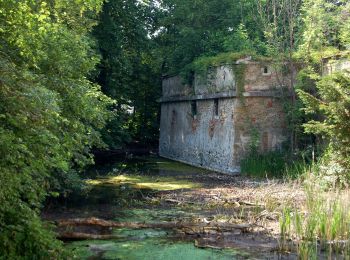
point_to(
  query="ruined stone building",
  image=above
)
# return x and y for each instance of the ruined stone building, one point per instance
(213, 122)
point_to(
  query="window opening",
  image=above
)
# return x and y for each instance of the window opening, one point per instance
(266, 70)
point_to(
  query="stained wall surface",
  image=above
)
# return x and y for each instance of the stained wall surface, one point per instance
(218, 135)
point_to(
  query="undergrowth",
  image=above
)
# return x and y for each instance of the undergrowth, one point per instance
(321, 228)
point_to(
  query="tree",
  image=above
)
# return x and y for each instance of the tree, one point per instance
(129, 71)
(50, 113)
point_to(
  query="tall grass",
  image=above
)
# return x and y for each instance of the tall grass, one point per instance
(321, 228)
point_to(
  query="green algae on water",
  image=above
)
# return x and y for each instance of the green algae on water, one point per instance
(152, 249)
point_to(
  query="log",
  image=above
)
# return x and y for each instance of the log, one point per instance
(140, 225)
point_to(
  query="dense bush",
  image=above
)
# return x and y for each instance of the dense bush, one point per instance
(49, 113)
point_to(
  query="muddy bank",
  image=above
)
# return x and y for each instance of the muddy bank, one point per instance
(205, 207)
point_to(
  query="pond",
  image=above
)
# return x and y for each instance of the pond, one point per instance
(152, 191)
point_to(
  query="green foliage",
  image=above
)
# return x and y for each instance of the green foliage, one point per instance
(325, 28)
(49, 113)
(129, 71)
(332, 106)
━━━━━━
▸ What you will do: Please repeat every line from the listing above exactly as it appears. Drop the pictures.

▸ Output for this task:
point_to(
  query="ruined stone building",
  image=above
)
# return x and y for each instance of the ruined stone building, one point per instance
(213, 122)
point_to(
  query="window opening",
  image=above
)
# return x and y for each instance of the window opening, one point per instance
(266, 70)
point_to(
  query="stained wall surface",
  image=above
)
# return x and y for each instance of the stained wall surface, one point per instance
(218, 135)
point_to(
  query="undergrowth",
  image=above
)
# return x and y for each instance of the undergrowth, one point per instance
(321, 228)
point_to(
  query="tree",
  image=above
)
# return x and y for each instance of the tree, one point per instance
(129, 71)
(50, 113)
point_to(
  query="tall grass",
  image=above
)
# return x and y for each instance of the tall grass, one point per instance
(321, 228)
point_to(
  query="green algae on water",
  image=above
)
# return x and y for each instance of the green algae on water, one point per instance
(152, 249)
point_to(
  query="log",
  image=above
)
# return x and y for each instance of the log, one point per instance
(140, 225)
point_to(
  query="dense bush",
  image=above
)
# return x and y for each instance of the dense bush, one point per instance
(49, 113)
point_to(
  query="muddy bank",
  image=above
)
# return x and y for each instance of the muddy bank, one point per instance
(205, 207)
point_to(
  query="pond",
  image=above
)
# return x and y for each instance of the pond, one point per instance
(152, 191)
point_to(
  query="green foliage",
  image=above
)
# return x and y for each instance of the green foliage, one point per instance
(325, 28)
(49, 113)
(129, 71)
(332, 106)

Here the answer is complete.